I turn away from the shore, the tide is more helpfull in this direction, although it takes us out to sea. The land falls away, Portsmouth looks tempting, too far off really and the heading would keep us well out to sea in poor conditions. The Isle of Wight looks nearer. I choose Portsmouth. 
The combined wind and tide makes progress slow, it appears we are getting nowhere. Perhaps we should go with it and aim for the Isle of Wight. Eventually we seee two buoys, 200 yards almost ahead. I swim for them in vain and drift past them in the wrong direction. An hour or two later, we are no closer in. Joe in anxious at our lack of progress and is concerned for his safety. We really are stuck here. Joe forgets that I could get in the boat and we could motor ashore in ten minutes. 
The swim is hard in poor and failing conditions against the tide. Worse for not getting anywhere. If only there were detailed tidal stream charts. Despite these problems, my arms don't ache and I am happy to stay with it. Still no progress after four hours, then gradually, very slowly we head in. As we make some progress in the slack, the returning tide gradually takes over and sweeps us to South Hayling. It rains. We get ashore after five hours and thirty one minutes. Joe is relieved, so am I. Seven miles of cost covered. A vet hard mornings work for so few miles. I am relieved and happy I was able to swim well thoughout , without becoming desperate. 
There will be some interesting swimming over the next few days especially as the weather forecast is worrying. No nice thoughts, in fact I cannot remember whether I thought of anything in particular. Perhaps I am simply knuckling down to the work and switching off my mind.
******
* Requirements:
(1) List every named place that appears in the swim account.
(2) Report each line of the listing below that contains the word "painted".

* Provided material:
******
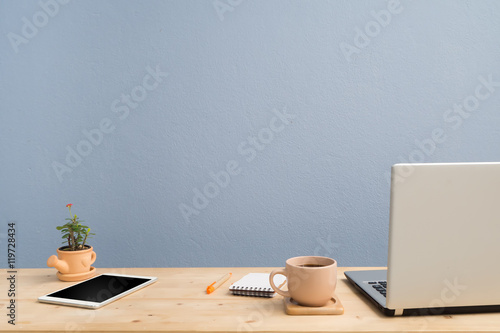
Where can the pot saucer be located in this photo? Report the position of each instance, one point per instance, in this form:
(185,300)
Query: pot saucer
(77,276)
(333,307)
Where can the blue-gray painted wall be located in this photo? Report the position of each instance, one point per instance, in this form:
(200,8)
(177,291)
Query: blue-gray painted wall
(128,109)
******
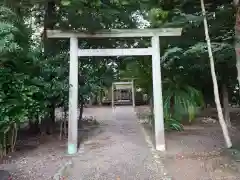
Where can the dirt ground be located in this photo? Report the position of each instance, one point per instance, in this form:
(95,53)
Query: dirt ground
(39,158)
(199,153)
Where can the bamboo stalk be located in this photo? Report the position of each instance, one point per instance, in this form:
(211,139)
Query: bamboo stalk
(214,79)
******
* The responses:
(1) Portsmouth, the Isle of Wight, South Hayling

(2)
Where can the blue-gray painted wall be located in this photo? Report the position of each instance, one point per instance, in this form:
Query: blue-gray painted wall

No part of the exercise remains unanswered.